BEGIN Records

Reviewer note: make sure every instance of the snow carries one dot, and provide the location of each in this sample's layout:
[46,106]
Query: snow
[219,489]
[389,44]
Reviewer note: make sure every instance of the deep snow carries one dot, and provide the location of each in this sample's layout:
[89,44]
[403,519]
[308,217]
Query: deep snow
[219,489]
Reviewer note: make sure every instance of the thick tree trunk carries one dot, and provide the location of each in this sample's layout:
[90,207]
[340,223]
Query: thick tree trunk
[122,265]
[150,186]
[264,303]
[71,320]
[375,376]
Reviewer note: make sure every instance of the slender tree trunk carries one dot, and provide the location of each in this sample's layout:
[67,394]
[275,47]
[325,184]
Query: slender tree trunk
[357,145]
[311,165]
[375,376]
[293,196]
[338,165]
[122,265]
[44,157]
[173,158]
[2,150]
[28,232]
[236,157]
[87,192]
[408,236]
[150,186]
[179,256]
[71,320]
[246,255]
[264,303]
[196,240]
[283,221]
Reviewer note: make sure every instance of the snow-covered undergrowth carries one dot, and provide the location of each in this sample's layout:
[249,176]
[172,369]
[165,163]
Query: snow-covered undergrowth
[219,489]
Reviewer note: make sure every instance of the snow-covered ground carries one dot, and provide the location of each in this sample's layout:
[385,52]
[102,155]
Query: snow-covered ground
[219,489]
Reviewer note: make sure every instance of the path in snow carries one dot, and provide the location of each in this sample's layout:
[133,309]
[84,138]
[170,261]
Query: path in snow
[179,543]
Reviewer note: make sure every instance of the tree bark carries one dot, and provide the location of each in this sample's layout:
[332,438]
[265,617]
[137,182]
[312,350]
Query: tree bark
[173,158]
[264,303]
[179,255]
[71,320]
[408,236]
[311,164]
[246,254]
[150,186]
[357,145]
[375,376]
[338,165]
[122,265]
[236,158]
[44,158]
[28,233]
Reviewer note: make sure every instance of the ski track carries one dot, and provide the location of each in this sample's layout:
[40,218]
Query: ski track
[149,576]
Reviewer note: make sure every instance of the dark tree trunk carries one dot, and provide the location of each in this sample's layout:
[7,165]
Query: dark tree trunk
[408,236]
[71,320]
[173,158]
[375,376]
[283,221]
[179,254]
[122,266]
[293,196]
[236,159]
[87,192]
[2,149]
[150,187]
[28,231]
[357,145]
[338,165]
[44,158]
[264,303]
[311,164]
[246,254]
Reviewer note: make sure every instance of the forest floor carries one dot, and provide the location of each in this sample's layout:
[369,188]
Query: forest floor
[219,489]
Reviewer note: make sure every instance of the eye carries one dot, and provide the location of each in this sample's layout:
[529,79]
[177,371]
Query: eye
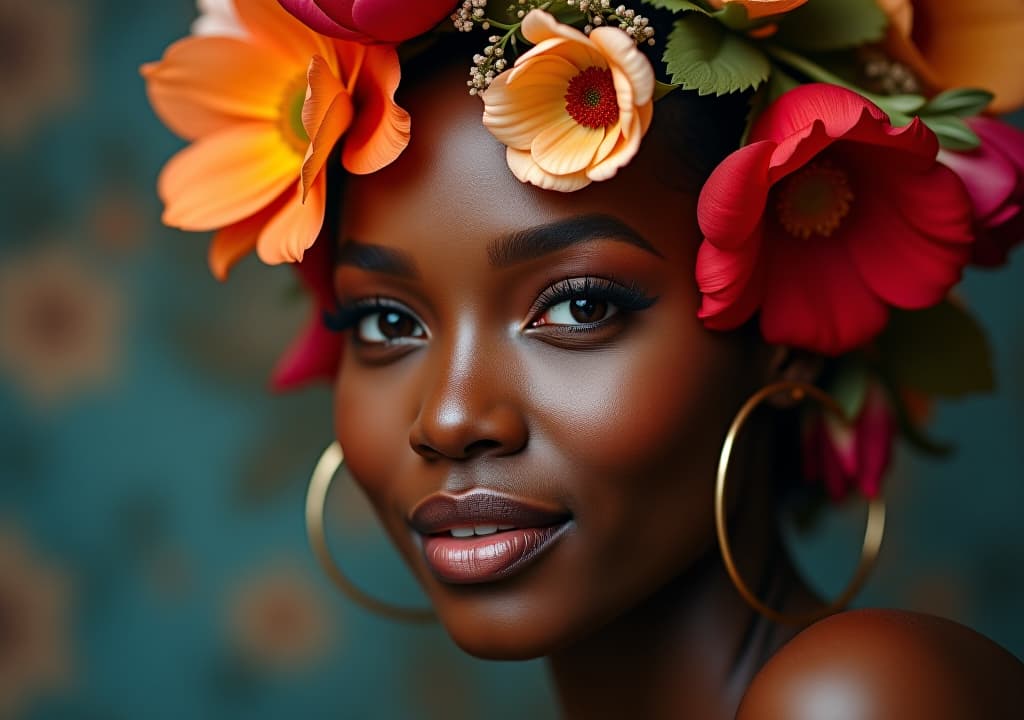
[587,301]
[377,323]
[388,327]
[579,310]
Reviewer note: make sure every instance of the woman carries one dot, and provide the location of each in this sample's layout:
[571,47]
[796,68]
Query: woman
[529,400]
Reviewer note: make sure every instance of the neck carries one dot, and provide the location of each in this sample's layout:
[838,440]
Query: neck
[691,649]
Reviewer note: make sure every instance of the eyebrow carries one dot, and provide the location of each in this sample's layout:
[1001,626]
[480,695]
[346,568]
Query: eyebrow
[529,244]
[537,242]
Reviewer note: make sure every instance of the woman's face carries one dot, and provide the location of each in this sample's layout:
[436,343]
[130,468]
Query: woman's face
[532,360]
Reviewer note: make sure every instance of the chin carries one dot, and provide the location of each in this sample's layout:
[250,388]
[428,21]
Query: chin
[507,628]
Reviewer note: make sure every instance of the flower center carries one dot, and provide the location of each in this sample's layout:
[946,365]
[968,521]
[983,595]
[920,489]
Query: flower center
[591,98]
[814,200]
[290,115]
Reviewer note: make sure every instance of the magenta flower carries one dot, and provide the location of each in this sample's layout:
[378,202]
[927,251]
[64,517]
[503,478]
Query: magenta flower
[993,175]
[847,457]
[370,22]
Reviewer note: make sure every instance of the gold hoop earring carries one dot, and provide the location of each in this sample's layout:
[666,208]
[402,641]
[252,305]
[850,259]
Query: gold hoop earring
[876,512]
[327,467]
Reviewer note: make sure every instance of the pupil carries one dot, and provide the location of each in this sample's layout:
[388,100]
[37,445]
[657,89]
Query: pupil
[587,310]
[394,325]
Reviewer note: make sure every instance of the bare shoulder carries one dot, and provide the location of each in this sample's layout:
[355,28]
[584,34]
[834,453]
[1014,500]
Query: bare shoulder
[876,665]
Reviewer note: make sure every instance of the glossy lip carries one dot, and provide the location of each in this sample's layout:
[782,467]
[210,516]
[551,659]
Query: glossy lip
[441,511]
[488,557]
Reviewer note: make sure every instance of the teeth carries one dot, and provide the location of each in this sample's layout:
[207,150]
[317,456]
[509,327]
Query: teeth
[478,530]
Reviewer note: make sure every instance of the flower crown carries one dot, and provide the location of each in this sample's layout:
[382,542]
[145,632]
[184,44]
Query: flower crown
[867,178]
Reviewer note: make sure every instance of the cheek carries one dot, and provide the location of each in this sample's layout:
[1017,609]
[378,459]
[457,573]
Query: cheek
[641,437]
[372,425]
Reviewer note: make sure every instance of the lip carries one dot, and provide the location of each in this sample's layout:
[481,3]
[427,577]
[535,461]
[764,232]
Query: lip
[486,557]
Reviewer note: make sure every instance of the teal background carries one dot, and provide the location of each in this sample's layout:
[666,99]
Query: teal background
[166,491]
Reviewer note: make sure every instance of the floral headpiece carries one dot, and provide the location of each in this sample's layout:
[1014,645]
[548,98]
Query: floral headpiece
[868,176]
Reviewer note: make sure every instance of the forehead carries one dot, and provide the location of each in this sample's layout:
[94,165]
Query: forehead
[453,185]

END Records

What you should do - Set down the material exactly, every line of it, except for the pictures.

Written response -
Reviewer note: make sure every instance of the snow carries one dot, and provide the location of each in this sample's layout:
[46,106]
Query: snow
[219,489]
[389,44]
Reviewer note: make sure every instance of the deep snow carries one dot, and provide the location of each in this sample's layout:
[89,44]
[403,519]
[308,217]
Query: deep snow
[219,489]
Reviewer note: make sure every instance of the thick tree trunk carries one dot, and provide the location of each in this sample's layout:
[90,207]
[340,223]
Query: thick tree trunk
[122,265]
[150,186]
[264,303]
[71,320]
[375,376]
Reviewer note: make sure every instance of the slender tree trunk carries one dot, and provide the location of each in this sample's layout:
[67,394]
[275,47]
[325,184]
Query: slender tree trunk
[357,145]
[311,165]
[375,376]
[293,196]
[338,165]
[122,265]
[44,157]
[173,158]
[2,150]
[28,232]
[236,157]
[87,192]
[408,236]
[150,186]
[179,256]
[71,320]
[246,255]
[264,303]
[196,240]
[283,221]
Reviewer note: make sure every instance of the snow-covered undergrowth carries one dot, and provide the location of each in this sample's layout:
[249,176]
[172,369]
[165,163]
Query: snow-covered undergrowth
[219,489]
Reviewer note: make sure every instance of the snow-covered ground carries one dot, and provide the location of each in this sample's layout:
[385,52]
[102,155]
Query: snow-covered ground
[219,489]
Reviewer note: make sure every instance of the path in snow carries one dot, and provide the location of each in this sample's layout:
[133,309]
[84,138]
[170,261]
Query: path in snow
[179,543]
Reviewer note: make sure every instance of the tree bark carries one dot, and provide the location of each in this sample's layout:
[332,438]
[265,617]
[137,182]
[312,350]
Query: tree bark
[173,158]
[264,303]
[179,255]
[71,320]
[408,236]
[311,164]
[246,254]
[150,186]
[357,145]
[375,376]
[338,165]
[122,265]
[236,158]
[44,158]
[28,233]
Reviewer note: make sure every instance of the ski track carries one dot, and provide the location of each in this sample's layout:
[40,218]
Query: ski track
[149,576]
Reviewer note: make sure every instance of the dark tree trunk carries one dot, and provide the location of each in this sample's layout:
[7,165]
Query: dark tree trunk
[408,236]
[71,320]
[173,158]
[375,376]
[283,221]
[179,254]
[122,266]
[293,196]
[236,159]
[87,192]
[2,149]
[150,187]
[28,231]
[357,145]
[338,165]
[44,158]
[264,303]
[311,164]
[246,254]
Reviewer note: make sure every instance of the forest floor carries one dot, and provide the location of each in this sample's layout:
[369,188]
Query: forest floor
[219,489]
Reviewer note: make sure every instance of the eye carries one dot, and provide the location of each in this sample's layout:
[529,79]
[177,371]
Query: eye
[587,301]
[377,323]
[388,327]
[579,310]
Reviewer note: make sure every instance of the woman carries one dot, and provide the location of each in this sample's layout:
[571,47]
[796,68]
Query: woman
[529,400]
Reviewer note: make sure every instance of the neck carries one dot, and provide the location of each in this sample's layout:
[838,440]
Query: neck
[691,649]
Reviewer note: make sure every instance of the eyebrow carries one dot, and provide the location of each in this sample's layout:
[1001,626]
[480,695]
[346,568]
Query: eyebrow
[529,244]
[537,242]
Reviewer note: make sure every instance of the woman's face carries one dot, and provide the location of each in this sample's layout:
[436,343]
[130,468]
Query: woman's face
[532,360]
Reviewer note: make sure every instance of the chin carries one dot, and provide the location of each in this sample's layout:
[250,388]
[428,21]
Query: chin
[507,628]
Reviewer note: make sure every instance of the flower center carries one dot, and provide the location of each in this sample's layout:
[946,365]
[968,521]
[983,595]
[920,489]
Query: flower center
[591,98]
[814,200]
[290,115]
Reviewer note: make sure every instance of the magenta flower carries one dot, and provide the location of each in this sample's layout:
[378,202]
[927,251]
[64,517]
[503,478]
Query: magenta flower
[993,175]
[847,457]
[370,22]
Reviewer note: make sure every instance of the gold hoop earring carries one dot, and provide the location of each in this sample's layout:
[666,208]
[402,641]
[252,305]
[850,259]
Query: gold hoop earring
[876,512]
[327,467]
Reviewer note: make sure every instance of the pupil carries one dot, and provide the location of each in this sample's layout:
[388,100]
[37,445]
[657,89]
Query: pupil
[587,310]
[394,325]
Reviewer note: make sure every instance of the bare shoulder carries one dot, and provide the location of each in this sample's layout:
[355,28]
[584,34]
[834,453]
[1014,500]
Query: bare shoulder
[876,665]
Reviewer note: make sure every instance of the glossy lip carries one dot, and provide the location of each in this sample's layout:
[782,467]
[210,516]
[551,659]
Query: glossy lip
[441,511]
[488,557]
Reviewer note: make sure every instance of the teeth carries one dot, and provide the location of each in this sample's layout:
[207,150]
[317,456]
[509,327]
Query: teeth
[478,530]
Reviewer note: make sure every instance of the flower crown carries one dot, and provide the location of each in this sample's layout:
[382,542]
[145,632]
[184,44]
Query: flower crown
[867,178]
Reviewer note: make sure every instance of the cheek carries one dot, and provide the location of each in this sample's layout:
[1017,609]
[378,459]
[457,573]
Query: cheek
[641,437]
[372,425]
Reviewer note: make sure every instance of the lip carries one dot, and provide the location of each in this sample's layout:
[481,3]
[427,577]
[535,461]
[764,232]
Query: lip
[486,557]
Reviewer note: make sure every instance of the teal background carries one dot, and provide the location of each in this sample's layout:
[666,99]
Query: teal background
[166,491]
Reviewer note: make sure every instance of the floral headpiece carries one dot, and provide the location of each in this sample's layout:
[1014,645]
[548,98]
Query: floral headpiece
[868,176]
Reviewer note: make sure every instance of the forehead carries one dot, and provide the location of each in this sample's layout:
[94,165]
Query: forehead
[453,185]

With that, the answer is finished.